>> begin

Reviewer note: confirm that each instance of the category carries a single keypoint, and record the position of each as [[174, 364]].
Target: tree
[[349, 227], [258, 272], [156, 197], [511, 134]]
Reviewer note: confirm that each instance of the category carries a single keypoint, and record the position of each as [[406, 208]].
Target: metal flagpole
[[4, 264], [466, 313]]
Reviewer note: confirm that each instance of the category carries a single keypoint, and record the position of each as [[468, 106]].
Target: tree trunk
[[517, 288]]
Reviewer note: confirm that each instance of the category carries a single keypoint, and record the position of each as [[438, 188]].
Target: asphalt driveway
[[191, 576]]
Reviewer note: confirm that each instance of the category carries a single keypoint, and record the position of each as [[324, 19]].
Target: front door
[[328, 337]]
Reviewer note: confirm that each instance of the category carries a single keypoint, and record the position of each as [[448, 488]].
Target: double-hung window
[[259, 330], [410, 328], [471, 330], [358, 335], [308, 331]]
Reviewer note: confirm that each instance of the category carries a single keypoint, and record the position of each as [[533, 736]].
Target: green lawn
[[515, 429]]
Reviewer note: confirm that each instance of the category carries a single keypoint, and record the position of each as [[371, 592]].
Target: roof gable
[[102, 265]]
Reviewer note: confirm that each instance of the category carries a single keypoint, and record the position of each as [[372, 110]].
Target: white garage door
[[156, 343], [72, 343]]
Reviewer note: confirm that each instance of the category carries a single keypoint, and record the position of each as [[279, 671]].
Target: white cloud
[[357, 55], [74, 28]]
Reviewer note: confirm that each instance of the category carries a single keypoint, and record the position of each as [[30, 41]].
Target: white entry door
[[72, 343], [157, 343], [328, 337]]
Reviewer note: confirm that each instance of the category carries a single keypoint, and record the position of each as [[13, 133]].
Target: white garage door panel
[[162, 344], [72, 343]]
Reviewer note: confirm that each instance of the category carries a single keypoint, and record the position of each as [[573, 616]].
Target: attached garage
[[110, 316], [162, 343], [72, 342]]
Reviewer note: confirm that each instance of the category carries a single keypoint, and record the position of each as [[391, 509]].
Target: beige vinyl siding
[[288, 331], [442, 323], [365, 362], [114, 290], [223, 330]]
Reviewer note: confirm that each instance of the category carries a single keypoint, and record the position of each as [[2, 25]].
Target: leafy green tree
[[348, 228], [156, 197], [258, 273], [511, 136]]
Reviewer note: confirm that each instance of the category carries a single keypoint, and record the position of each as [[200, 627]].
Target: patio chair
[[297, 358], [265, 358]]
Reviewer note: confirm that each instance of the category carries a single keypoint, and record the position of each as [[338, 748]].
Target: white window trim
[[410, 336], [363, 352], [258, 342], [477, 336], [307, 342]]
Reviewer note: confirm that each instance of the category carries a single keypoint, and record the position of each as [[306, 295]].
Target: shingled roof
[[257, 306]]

>> end

▶ **Exercise prompt**
Quote exactly the line containing "as [[391, 509]]." and every later line through the end of the listing, and no other lines.

▶ **Correct response**
Reviewer note: confirm that each instance of the category carries a single keypoint, and record the position of each as [[391, 509]].
Target: beige vinyl siding
[[288, 331], [442, 323], [365, 362], [114, 290], [223, 330]]
Reviewer note: confirm that each instance of the category carries a single keypoint, and record the position of each as [[2, 25]].
Target: leafy green tree
[[348, 228], [156, 197], [258, 273], [511, 136]]
Reviewer note: confirm that each instance of the category carries a single keypoint, and record the position of each as [[200, 627]].
Target: patio chair
[[297, 358], [265, 358]]
Reviewer note: confirm that each instance of the category carries a single keypoint, and record the position of each as [[338, 748]].
Target: white window trim
[[410, 336], [363, 352], [258, 342], [477, 336], [307, 342]]
Reviewer note: confirm that each instance of the category carries a single keypoint, and record the position of each as [[306, 295]].
Target: shingled roof
[[257, 306]]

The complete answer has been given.